待读文段 ::
################
根据@@retry_times 重试写入datahub数据

# File lib/fluent/plugin/out_datahub.rb, line 212
def write_data_with_retry(record_entities)
    tmp_retry_times = @retry_times
    put_result = nil
    while true
        begin
            put_result = @datahub_topic.write_data(record_entities)
        rescue => e
            @logger.warn "Put " + record_entities.size.to_s + " records to datahub failed, total " + record_entities.size.to_s + ", message = " + e.message
            if tmp_retry_times > 0
                sleep @retry_interval
                @logger.warn "Now retry(" + (@retry_times - tmp_retry_times + 1).to_s + ")..."
                tmp_retry_times -= 1
                next
            else
                if !@dirty_data_continue
                    @logger.error "Dirty data found, exit process now."
                    puts "Dirty data found, exit process now."
                    raise "try to exit!"
                else
                    #不重试/重试次数用完,写入脏数据文件
                    for i in 0...record_entities.size
                        record_entity = record_entities[i]
                        @logger.error "Put record: " + record_entity.get_columns_map.to_s + " failed, " + put_result.failed_record_error[i].to_s
                        write_as_dirty_data(record_entity.get_columns_map)
################
所示列表 ::
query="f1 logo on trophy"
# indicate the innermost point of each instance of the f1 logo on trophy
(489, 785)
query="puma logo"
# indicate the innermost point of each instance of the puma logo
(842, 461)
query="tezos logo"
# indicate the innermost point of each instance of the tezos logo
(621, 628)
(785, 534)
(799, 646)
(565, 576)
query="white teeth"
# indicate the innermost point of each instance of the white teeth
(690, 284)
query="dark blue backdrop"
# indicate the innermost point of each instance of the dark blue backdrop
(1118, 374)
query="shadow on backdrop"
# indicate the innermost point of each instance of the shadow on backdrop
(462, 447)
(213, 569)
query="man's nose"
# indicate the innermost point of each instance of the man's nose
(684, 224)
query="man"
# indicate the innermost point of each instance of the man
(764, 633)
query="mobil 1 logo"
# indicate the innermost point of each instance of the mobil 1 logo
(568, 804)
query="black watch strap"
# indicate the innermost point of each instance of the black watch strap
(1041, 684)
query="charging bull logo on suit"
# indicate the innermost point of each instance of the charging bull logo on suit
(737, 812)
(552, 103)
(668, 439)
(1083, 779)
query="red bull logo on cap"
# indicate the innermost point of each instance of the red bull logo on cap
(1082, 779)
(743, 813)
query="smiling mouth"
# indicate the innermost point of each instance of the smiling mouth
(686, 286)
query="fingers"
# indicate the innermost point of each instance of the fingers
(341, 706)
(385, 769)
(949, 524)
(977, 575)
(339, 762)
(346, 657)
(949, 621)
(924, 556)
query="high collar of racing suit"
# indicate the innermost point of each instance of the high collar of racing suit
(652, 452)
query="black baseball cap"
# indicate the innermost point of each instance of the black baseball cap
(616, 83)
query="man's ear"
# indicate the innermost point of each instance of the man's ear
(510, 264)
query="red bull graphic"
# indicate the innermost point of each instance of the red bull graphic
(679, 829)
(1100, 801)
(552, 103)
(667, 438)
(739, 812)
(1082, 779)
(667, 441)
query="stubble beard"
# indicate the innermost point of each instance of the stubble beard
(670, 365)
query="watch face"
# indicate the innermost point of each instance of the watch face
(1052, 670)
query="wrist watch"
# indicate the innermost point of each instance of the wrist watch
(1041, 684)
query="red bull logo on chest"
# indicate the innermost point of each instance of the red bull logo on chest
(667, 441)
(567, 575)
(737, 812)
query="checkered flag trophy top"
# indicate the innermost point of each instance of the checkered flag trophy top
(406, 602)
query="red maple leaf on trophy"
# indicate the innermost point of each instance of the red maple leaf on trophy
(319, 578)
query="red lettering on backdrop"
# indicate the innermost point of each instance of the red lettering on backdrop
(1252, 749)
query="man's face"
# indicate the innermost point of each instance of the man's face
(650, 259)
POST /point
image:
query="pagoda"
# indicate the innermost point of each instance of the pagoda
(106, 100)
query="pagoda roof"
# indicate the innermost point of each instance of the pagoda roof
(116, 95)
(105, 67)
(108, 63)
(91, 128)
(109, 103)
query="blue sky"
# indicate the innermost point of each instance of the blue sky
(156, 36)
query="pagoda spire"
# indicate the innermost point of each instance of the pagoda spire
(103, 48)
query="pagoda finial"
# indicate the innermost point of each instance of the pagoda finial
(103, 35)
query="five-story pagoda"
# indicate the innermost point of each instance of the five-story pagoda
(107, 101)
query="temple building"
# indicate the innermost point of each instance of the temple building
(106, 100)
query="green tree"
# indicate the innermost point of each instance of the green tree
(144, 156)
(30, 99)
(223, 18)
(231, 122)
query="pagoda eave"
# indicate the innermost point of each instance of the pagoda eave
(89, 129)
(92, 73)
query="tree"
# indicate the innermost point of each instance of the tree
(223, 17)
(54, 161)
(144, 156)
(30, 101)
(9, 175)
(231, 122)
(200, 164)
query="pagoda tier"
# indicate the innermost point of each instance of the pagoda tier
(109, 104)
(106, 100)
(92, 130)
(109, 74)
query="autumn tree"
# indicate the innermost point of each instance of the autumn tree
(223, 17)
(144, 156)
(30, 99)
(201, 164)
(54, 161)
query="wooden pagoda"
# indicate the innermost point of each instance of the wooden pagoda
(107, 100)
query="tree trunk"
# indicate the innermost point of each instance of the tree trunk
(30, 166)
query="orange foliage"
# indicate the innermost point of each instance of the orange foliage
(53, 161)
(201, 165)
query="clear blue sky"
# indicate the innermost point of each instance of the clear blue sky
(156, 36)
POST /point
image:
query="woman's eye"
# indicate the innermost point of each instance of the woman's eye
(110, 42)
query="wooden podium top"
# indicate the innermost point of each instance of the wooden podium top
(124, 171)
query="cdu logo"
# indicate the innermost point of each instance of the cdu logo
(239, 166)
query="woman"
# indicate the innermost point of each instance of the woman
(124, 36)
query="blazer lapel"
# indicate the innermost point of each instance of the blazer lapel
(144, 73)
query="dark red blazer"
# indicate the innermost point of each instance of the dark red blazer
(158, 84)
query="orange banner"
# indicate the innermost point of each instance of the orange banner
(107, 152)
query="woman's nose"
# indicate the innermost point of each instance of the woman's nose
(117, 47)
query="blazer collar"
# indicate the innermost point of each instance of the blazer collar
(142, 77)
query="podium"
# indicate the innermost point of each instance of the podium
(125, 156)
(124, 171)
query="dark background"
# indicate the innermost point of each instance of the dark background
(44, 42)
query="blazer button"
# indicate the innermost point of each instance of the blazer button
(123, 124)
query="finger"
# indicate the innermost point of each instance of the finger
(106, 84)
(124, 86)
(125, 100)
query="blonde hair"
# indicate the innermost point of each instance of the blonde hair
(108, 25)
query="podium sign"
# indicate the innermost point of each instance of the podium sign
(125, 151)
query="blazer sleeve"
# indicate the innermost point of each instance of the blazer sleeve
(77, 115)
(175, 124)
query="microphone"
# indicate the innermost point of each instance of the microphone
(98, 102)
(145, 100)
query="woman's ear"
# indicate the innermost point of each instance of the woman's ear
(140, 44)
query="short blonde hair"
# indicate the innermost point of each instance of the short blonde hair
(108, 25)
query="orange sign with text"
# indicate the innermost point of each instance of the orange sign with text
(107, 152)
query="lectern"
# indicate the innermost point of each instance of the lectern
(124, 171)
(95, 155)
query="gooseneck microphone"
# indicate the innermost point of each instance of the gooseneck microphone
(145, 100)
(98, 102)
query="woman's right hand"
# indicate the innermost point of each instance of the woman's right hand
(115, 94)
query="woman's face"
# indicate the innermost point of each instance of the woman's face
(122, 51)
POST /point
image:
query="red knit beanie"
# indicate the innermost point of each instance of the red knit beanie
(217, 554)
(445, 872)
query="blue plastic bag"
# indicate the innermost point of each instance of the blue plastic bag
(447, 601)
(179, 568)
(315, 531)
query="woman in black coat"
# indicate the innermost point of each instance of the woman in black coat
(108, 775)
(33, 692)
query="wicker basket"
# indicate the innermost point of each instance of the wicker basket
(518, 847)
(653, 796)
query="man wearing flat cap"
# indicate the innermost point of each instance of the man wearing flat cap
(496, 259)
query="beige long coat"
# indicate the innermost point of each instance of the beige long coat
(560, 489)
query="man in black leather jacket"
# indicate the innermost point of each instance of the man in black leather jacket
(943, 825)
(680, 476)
################
待办任务 ::
a) 请逐字抄录 DataHub 重试写入代码中从"tmp_retry_times -= 1"到"write_as_dirty_data(record_entity.get_columns_map)"的部分。
b) 请接续 DataHub 重试写入代码，从其最后一行之后继续编写。
上述列表与 DataHub 重试写入代码并无关联。

答案列表 ::
a)
tmp_retry_times -= 1
                next
            else
                if !@dirty_data_continue
                    @logger.error "Dirty data found, exit process now."
                    puts "Dirty data found, exit process now."
                    raise "try to exit!"
                else
                    #不重试/重试次数用完,写入脏数据文件
                    for i in 0...record_entities.size
                        record_entity = record_entities[i]
                        @logger.error "Put record: " + record_entity.get_columns_map.to_s + " failed, " + put_result.failed_record_error[i].to_s
                        write_as_dirty_data(record_entity.get_columns_map)

b)
                    end
                    break
                end
            end
        end

        #puts record_entities.to_json
        if put_result != nil and put_result.failed_record_count > 0
            if tmp_retry_times > 0
                #按照retry_times重试
                @logger.warn "Put " + put_result.failed_record_count.to_s + " records to datahub failed, total " + record_entities.size.to_s
                sleep @retry_interval
                @logger.warn "Now retry(" + (@retry_times - tmp_retry_times + 1).to_s + ")..."
                tmp_retry_times -= 1
                record_entities = put_result.failed_record_list

                # 若是轮询写入方式,且shard处于非active状态(即error_code = "InvalidShardOperation"),则刷新shard列表
                fresh_shard_flag = false
                if @shard_id.empty? and @shard_keys.size == 0
                    for i in 0...put_result.failed_record_count
                        error_entity = put_result.failed_record_error[i]
                        if error_entity["error_code"] == "InvalidShardOperation"
                            unless fresh_shard_flag
                                @shards = get_active_shard
                                @shard_count = @shards.size
                                fresh_shard_flag = true
                            end
                            # puts "before: " + record_entities[i].to_json
                            record_entities[i].set_shard_id(get_shard_id(record_entities[i]))
                            # puts record_entities[i].to_json
                        end
                    end
                end
            else
                if !@dirty_data_continue
                    @logger.error "Dirty data found, exit process now."
                    puts "Dirty data found, exit process now."
                    raise "try to exit!"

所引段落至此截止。